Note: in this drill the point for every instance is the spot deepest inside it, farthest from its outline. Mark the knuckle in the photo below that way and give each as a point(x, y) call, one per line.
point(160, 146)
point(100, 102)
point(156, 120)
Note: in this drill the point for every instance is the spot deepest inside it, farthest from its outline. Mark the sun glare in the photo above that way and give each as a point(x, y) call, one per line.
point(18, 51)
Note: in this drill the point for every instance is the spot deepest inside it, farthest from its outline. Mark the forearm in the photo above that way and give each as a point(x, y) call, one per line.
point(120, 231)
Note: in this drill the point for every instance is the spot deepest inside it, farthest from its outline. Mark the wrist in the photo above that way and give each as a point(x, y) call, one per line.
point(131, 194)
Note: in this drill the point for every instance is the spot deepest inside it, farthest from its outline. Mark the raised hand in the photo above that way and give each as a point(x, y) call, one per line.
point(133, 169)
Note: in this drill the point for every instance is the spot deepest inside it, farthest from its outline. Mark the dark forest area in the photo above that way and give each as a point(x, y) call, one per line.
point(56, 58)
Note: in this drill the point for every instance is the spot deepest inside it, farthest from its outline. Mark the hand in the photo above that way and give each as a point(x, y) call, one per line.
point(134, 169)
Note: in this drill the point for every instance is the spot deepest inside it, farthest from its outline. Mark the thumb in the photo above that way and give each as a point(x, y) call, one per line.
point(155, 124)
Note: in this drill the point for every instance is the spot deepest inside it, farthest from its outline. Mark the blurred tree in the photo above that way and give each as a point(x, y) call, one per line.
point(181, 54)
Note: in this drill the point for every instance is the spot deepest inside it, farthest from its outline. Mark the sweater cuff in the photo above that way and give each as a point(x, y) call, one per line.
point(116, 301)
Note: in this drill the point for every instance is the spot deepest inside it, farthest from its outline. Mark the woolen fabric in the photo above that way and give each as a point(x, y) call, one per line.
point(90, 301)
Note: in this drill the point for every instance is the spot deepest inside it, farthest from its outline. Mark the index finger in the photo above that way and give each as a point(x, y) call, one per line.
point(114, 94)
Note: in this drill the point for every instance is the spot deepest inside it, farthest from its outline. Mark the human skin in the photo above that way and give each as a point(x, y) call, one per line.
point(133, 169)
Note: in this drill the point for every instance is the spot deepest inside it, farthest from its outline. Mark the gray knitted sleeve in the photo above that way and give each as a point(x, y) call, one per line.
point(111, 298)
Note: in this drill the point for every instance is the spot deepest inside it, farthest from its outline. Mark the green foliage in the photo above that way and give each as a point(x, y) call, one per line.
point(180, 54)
-----
What is expected — Rewrite all of the lines above, changing every "drill" to "exercise" and leaving the rest unchanged.

Solution —
Note: in this exercise the point for every instance is the spot deepest inside it, farthest from its outline. Mark the knuckle in the photo below that way and give each as a point(x, y) call, one per line.
point(160, 146)
point(100, 102)
point(156, 120)
Note: in this exercise the point for every instance is the spot deepest inside it, farthest from its outline. Mark the sun glare in the photo above that way and give each as a point(x, y) call, one per line.
point(18, 51)
Note: in this exercise the point for every instance is the spot deepest inside it, farthest from its outline. Mark the forearm in the photo above that way and give each as a point(x, y) call, one per line.
point(120, 231)
Note: in this exercise the point for every instance is the spot deepest inside it, farthest from its outline. Mark the wrist in the photo above that way and give each as a point(x, y) call, one per line.
point(131, 194)
Note: in this exercise the point for every instance is the spot deepest inside it, farthest from its outline. Mark the raised hand in the photo above that way and give each as a point(x, y) call, one per line.
point(133, 169)
Note: in this exercise the point for every instance is the spot deepest inside it, farthest from its outline. Mark the dark forest area in the photo above that way and give each as a point(x, y) call, one per line.
point(56, 58)
Note: in this exercise the point for every instance is the spot deepest inside it, farthest from its outline. Mark the hand in the photo above that way and give each as a point(x, y) call, one per line.
point(134, 169)
Note: in this exercise the point for every instance is the spot deepest inside it, farthest from its outline. Mark the thumb in the photo above that way and give each as a point(x, y) call, one per line.
point(155, 124)
Note: in this exercise the point for every instance is the spot deepest inside it, farthest from its outline. Mark the blurred tree in the photo above that way and give each as a point(x, y) call, one per line.
point(181, 54)
Note: in this exercise the point for every instance is the spot deepest inside it, farthest from its outline. Mark the sweater cuff in the photo above that way and give each as a point(x, y) call, one per line.
point(116, 301)
Note: in this exercise the point for every instance is the spot deepest inside it, farthest from its outline. Mark the woolen fabric in the photo above that way and give each as a point(x, y) call, one per line.
point(90, 301)
Note: in this exercise the point for every instance is the spot deepest inside it, farthest from its outline. Mark the index finger in the photo above that way and give each as a point(x, y) call, one per line.
point(114, 94)
Note: in this exercise the point for every instance is the spot deepest inside it, farthest from its outline. Mark the human skin in the photo above that way and give each as a point(x, y) call, one per line.
point(133, 169)
Note: in this exercise the point for every instance is the spot deepest inside it, farthest from its outline. Mark the gray knitted sleeve in the photo above that way and give each as a point(x, y) call, one per line.
point(111, 298)
Note: in this exercise the point for every instance is the spot deepest inside it, farthest from its outline. Mark the green foliage in the photo above that way and give each as a point(x, y) call, one per line.
point(180, 54)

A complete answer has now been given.